Task prompt: Write out the records below word for word, from the very start through the line that contains "[125,337,229,399]", with both ends included. Leave the pictures out.
···
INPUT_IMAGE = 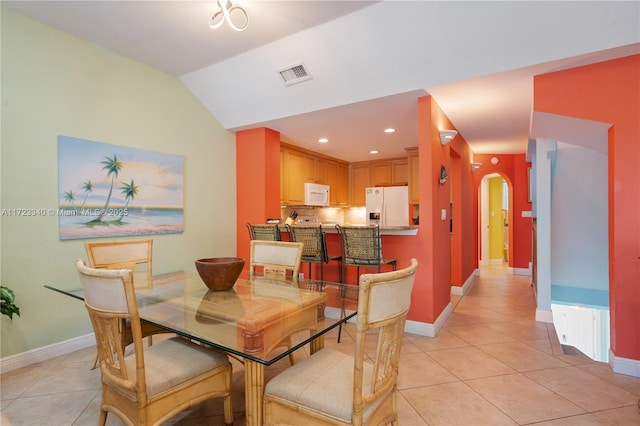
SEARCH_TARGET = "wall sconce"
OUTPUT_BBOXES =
[438,164,449,185]
[440,130,458,145]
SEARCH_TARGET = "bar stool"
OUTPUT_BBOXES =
[336,225,398,343]
[285,224,343,282]
[336,225,398,280]
[247,222,282,241]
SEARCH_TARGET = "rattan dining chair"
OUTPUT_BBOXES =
[247,223,282,241]
[76,260,233,425]
[264,259,418,425]
[85,239,167,368]
[285,224,342,282]
[249,240,304,283]
[249,240,304,365]
[85,239,153,289]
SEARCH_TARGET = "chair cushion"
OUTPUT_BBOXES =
[265,349,385,423]
[125,337,229,399]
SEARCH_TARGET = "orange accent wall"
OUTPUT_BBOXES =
[235,127,280,269]
[534,55,640,360]
[474,154,532,269]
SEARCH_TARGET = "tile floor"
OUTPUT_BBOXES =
[0,266,640,426]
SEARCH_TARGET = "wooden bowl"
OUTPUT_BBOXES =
[196,257,244,291]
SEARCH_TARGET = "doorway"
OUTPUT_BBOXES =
[478,173,510,266]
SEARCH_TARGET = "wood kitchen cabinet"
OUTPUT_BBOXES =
[369,162,393,186]
[351,163,371,206]
[351,158,409,206]
[325,161,349,207]
[280,143,349,206]
[391,158,409,186]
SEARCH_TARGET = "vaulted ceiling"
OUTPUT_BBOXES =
[2,1,640,161]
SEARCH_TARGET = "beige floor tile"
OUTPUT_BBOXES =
[523,367,638,412]
[477,342,568,371]
[577,361,640,396]
[591,405,640,425]
[522,339,553,355]
[398,352,458,389]
[0,366,50,401]
[396,392,427,426]
[429,346,515,380]
[535,413,612,426]
[401,382,516,426]
[447,325,514,345]
[438,310,480,326]
[23,362,100,397]
[405,328,469,352]
[487,318,548,340]
[0,266,640,426]
[465,374,585,424]
[2,390,97,426]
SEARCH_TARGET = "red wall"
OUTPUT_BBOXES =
[236,96,530,330]
[474,154,532,269]
[534,55,640,360]
[235,128,280,270]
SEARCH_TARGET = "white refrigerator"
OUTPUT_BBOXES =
[365,186,409,226]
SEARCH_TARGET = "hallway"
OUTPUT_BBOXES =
[0,266,640,426]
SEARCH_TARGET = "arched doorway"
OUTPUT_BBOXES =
[478,173,512,266]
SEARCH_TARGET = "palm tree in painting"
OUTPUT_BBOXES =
[64,191,78,212]
[80,180,93,208]
[91,154,122,222]
[118,179,138,221]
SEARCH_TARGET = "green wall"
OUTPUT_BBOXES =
[0,9,236,357]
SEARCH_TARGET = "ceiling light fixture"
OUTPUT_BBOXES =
[209,0,249,31]
[440,130,458,145]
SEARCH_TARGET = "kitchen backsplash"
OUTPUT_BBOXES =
[280,206,365,225]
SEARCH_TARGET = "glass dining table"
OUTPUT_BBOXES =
[45,271,358,425]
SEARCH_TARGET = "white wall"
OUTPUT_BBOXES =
[551,141,609,291]
[0,9,236,357]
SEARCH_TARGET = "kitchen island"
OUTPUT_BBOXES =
[280,224,418,284]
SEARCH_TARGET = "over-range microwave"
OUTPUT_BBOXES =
[304,183,329,206]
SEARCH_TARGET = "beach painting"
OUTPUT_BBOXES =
[57,136,184,240]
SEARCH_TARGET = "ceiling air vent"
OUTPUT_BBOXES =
[279,62,312,86]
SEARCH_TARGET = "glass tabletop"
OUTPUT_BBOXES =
[45,272,358,365]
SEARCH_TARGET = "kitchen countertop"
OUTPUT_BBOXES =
[280,223,418,235]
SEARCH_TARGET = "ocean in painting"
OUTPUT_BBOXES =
[58,135,184,240]
[58,207,184,240]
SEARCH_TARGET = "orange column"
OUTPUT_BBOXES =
[236,127,280,269]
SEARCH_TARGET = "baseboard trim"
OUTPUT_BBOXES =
[451,269,480,296]
[0,333,96,373]
[404,303,453,337]
[609,349,640,377]
[536,309,553,324]
[513,268,531,277]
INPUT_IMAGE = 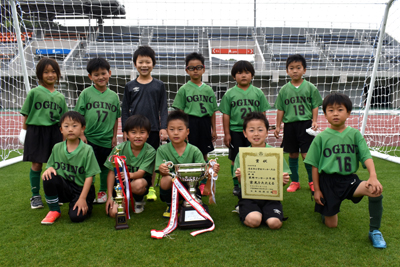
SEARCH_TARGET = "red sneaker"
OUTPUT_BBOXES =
[42,213,61,224]
[286,182,300,192]
[308,182,314,192]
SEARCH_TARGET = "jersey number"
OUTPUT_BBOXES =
[336,157,351,172]
[240,108,251,120]
[96,110,108,122]
[293,105,306,116]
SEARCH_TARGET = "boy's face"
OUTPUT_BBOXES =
[186,59,206,81]
[135,55,154,77]
[233,70,253,88]
[167,120,189,144]
[88,69,111,89]
[286,61,306,81]
[60,117,85,141]
[127,127,149,149]
[243,120,268,147]
[325,103,350,130]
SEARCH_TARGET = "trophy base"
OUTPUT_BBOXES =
[115,213,129,230]
[178,204,212,229]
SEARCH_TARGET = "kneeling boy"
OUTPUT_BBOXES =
[304,93,386,248]
[42,111,100,224]
[234,112,291,229]
[104,115,156,217]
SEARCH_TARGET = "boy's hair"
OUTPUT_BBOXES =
[36,57,61,81]
[286,54,307,69]
[124,115,151,134]
[86,57,111,74]
[322,92,353,114]
[167,110,189,128]
[243,111,269,131]
[60,111,86,127]
[231,60,256,78]
[185,52,204,67]
[133,46,156,66]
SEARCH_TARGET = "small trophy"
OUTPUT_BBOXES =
[111,149,129,230]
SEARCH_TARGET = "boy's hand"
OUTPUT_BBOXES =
[158,163,169,176]
[235,168,242,183]
[365,176,383,196]
[283,172,290,185]
[73,198,88,216]
[42,167,57,180]
[314,190,324,206]
[224,134,232,148]
[274,125,281,139]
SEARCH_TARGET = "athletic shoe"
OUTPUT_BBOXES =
[286,182,300,192]
[369,230,386,248]
[146,186,157,201]
[135,201,146,213]
[163,206,171,218]
[31,196,44,209]
[232,185,242,197]
[42,213,61,224]
[97,192,107,204]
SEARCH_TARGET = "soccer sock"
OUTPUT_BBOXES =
[289,157,299,182]
[368,195,383,231]
[99,166,109,192]
[44,194,61,212]
[304,163,312,183]
[29,169,42,196]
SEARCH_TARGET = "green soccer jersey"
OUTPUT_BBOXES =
[172,81,218,117]
[46,140,100,186]
[104,141,156,177]
[304,127,372,175]
[219,84,271,132]
[74,85,121,148]
[156,143,205,172]
[275,80,322,123]
[232,144,292,178]
[21,85,68,126]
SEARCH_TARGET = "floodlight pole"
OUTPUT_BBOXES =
[10,0,31,93]
[361,0,394,136]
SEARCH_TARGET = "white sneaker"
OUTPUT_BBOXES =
[135,201,146,213]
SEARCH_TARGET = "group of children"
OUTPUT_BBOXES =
[20,46,386,248]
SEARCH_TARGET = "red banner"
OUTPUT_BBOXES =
[212,48,254,54]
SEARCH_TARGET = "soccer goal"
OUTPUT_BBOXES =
[0,0,400,168]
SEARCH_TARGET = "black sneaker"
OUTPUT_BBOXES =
[233,185,242,197]
[31,196,44,209]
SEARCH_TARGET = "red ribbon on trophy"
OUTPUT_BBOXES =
[110,155,135,219]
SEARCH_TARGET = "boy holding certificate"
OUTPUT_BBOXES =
[234,112,291,229]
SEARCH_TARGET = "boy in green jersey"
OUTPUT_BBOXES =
[305,93,386,248]
[274,54,322,193]
[74,58,121,203]
[172,52,218,194]
[156,110,219,218]
[104,115,156,218]
[219,60,271,196]
[234,112,290,229]
[19,57,68,209]
[42,111,100,224]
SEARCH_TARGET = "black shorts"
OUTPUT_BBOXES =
[315,172,363,216]
[239,199,284,222]
[87,140,112,169]
[23,124,63,163]
[189,115,214,155]
[228,131,250,161]
[282,120,314,153]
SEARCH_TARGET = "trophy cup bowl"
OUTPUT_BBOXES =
[174,163,207,208]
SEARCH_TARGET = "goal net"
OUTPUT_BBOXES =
[0,0,400,166]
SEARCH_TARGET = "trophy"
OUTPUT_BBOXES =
[111,149,129,230]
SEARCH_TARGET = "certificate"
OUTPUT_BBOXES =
[239,147,283,200]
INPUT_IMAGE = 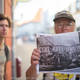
···
Written response:
INPUT_IMAGE = 
SEARCH_TARGET = "wall sconce"
OUTPUT_BBOXES =
[438,164,449,185]
[440,130,458,145]
SEARCH_TARGET = "bar stool"
OUTPUT_BBOXES =
[336,225,398,343]
[285,224,343,282]
[336,225,398,280]
[247,222,282,241]
SEARCH_TARGET = "rattan dining chair"
OUTPUT_BBOXES =
[247,223,282,241]
[76,260,233,425]
[264,259,418,425]
[85,239,167,368]
[285,224,342,282]
[249,240,304,283]
[249,240,304,365]
[85,239,153,289]
SEARCH_TARGET = "chair cushion"
OUTPUT_BBOXES =
[265,349,385,423]
[125,337,229,399]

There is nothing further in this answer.